## TEXTO DE ORIGEM

Lobo e cordeiro viverão juntos

ODILO P. SCHERER


É a superação completa dos conflitos e da vontade dominadora sobre os outros. Algo assim será possível entre os seres humanos?

NO NATAL , os cristãos anunciaram mais uma vez ao mundo o seu sonho. As expressões da liturgia natalina trazem as convicções mais belas e profundas dessa festa: "esta noite santa foi iluminada com a claridade da verdadeira luz"; a "palavra eterna de Deus revestiu-se de nossa carne e veio habitar entre nós"; e ainda: "o céu e a terra trocam seus dons": oferecemos a Deus nossa humanidade e ele nos faz participar de sua divindade. Cheios de estupor, então pedimos: "seja-nos concedido em plenitude, no céu, aquilo que já vislumbramos na terra com o olhar da fé". Isso tudo mexe com a utopia boa que, mesmo sem o saber, cada um traz no coração.

## DADOS FORNECIDOS
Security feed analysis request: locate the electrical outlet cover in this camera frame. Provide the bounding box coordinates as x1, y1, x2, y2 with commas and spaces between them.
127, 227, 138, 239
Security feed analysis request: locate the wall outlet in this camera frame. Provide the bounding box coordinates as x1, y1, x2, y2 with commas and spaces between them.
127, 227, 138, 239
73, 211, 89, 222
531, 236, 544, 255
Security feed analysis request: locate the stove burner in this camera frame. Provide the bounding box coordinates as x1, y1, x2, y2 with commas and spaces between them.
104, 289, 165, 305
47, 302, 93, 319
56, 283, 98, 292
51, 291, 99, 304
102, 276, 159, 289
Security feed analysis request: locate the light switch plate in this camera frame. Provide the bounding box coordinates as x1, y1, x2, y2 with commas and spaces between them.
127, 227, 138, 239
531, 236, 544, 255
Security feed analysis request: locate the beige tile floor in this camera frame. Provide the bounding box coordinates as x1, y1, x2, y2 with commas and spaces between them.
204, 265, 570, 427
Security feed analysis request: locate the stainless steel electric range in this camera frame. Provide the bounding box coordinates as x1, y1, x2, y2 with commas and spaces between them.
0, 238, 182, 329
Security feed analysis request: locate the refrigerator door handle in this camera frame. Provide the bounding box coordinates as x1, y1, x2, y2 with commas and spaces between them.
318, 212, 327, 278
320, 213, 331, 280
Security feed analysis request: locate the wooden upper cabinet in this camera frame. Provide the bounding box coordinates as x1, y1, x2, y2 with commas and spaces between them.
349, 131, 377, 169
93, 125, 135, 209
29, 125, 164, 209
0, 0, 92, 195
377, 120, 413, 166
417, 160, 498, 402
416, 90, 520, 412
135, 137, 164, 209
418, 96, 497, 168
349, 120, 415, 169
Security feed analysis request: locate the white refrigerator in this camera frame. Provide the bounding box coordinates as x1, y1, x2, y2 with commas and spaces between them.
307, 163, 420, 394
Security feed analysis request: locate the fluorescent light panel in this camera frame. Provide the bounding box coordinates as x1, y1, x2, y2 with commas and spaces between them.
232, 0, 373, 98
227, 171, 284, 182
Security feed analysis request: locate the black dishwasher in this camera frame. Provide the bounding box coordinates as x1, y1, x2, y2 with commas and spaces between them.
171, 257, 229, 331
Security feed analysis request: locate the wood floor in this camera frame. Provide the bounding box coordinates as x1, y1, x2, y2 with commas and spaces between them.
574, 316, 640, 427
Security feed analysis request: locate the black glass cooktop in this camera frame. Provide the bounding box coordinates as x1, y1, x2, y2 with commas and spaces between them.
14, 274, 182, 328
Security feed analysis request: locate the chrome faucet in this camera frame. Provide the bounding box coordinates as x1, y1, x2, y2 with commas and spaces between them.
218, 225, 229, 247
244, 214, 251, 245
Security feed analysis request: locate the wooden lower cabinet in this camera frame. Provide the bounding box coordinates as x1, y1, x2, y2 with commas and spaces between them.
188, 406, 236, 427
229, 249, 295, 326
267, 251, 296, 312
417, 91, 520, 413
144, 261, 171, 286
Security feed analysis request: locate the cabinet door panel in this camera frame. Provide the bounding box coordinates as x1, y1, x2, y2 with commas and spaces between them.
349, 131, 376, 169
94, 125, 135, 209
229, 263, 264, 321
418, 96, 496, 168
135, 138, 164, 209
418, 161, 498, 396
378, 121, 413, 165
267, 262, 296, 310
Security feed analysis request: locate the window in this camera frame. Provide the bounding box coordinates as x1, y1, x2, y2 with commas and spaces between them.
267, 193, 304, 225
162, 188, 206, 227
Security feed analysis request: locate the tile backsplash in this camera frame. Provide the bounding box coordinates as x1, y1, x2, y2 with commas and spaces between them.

## DETALHES DA TAREFA
Prossiga o texto sobre o sonho cristão de paz anunciado no Natal, começando logo depois da última frase apresentada. Os dados não têm relação com o texto.

## RESPOSTA DO EXERCÍCIO
A origem do Natal cristão, porém, não vem de uma utopia, mas de um fato real e histórico: o nascimento de Jesus Cristo, fundador do cristianismo. Nele, a fé dos cristãos reconhece o filho de Deus vindo ao mundo para nos dizer que Deus é como um pai, que ama loucamente seus filhos, e convida cada criatura humana a participar de sua felicidade. Jesus nasceu para reunir a comunidade humana numa única grande família de irmãos e irmãs. O Natal é a festa da fraternidade universal entre pessoas e povos.
Um dos textos da Sagrada Escritura lidos no Natal é a profecia de Isaías, anunciando o nascimento do messias, um rei todo animado pelo espírito de Deus e cujo reinado será de justiça e paz perfeitas; inimigos tradicionais deixarão de se odiar e viverão juntos em bucólica harmonia. As imagens dessa profecia são belíssimas: lobo e cordeiro viverão juntos, o leopardo deitar-se-á ao lado do cabrito, bezerro e leão comerão juntos e até uma criança poderá cuidar deles (cf Is 11,1-10). É a superação completa dos conflitos e da vontade dominadora sobre os outros. Algo assim será possível entre os seres humanos?
Na prática, sabemos quanto isso é difícil. Conflitos fazem parte do dia-a-dia e aparecem por toda parte; mesmo assim, e apesar de continuarem os focos de tensão, é preciso tocar a vida.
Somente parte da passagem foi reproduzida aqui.